As adjuvant systemic treatments (AST) reduce mortality but increase toxicities in breast cancer patients, a careful selection of patients likely to benefit from AST is needed. A subgroup analysis of patients included in the MINDACT trial evaluated the outcomes of stage I low-risk breast cancer patients who received no AST. Although the effect of endocrine therapy (ET) on distant metastasis-free interval was limited, overall significantly fewer breast cancer events were observed in patients who received ET.

(Records in a dataset)
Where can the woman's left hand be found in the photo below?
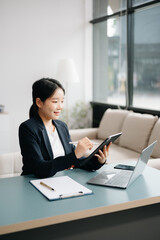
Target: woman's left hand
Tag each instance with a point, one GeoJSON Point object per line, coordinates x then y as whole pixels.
{"type": "Point", "coordinates": [102, 156]}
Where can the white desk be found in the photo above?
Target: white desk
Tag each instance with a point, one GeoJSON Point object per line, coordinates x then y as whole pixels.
{"type": "Point", "coordinates": [25, 212]}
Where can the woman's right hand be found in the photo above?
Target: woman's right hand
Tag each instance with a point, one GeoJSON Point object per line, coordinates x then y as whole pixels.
{"type": "Point", "coordinates": [83, 145]}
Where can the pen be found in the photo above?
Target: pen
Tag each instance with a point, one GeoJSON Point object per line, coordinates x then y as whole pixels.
{"type": "Point", "coordinates": [44, 184]}
{"type": "Point", "coordinates": [94, 143]}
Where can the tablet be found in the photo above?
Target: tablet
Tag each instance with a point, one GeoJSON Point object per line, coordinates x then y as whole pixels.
{"type": "Point", "coordinates": [106, 142]}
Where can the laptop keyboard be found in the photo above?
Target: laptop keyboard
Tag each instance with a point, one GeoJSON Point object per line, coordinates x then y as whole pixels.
{"type": "Point", "coordinates": [120, 179]}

## Your task
Reproduce the part of the breast cancer treatment passage starting at "As adjuvant systemic" and ending at "who received ET.".

## The completed task
As adjuvant systemic treatments (AST) reduce mortality but increase toxicities in breast cancer patients, a careful selection of patients likely to benefit from AST is needed. A subgroup analysis of patients included in the MINDACT trial evaluated the outcomes of stage I low-risk breast cancer patients who received no AST. Although the effect of endocrine therapy (ET) on distant metastasis-free interval was limited, overall significantly fewer breast cancer events were observed in patients who received ET.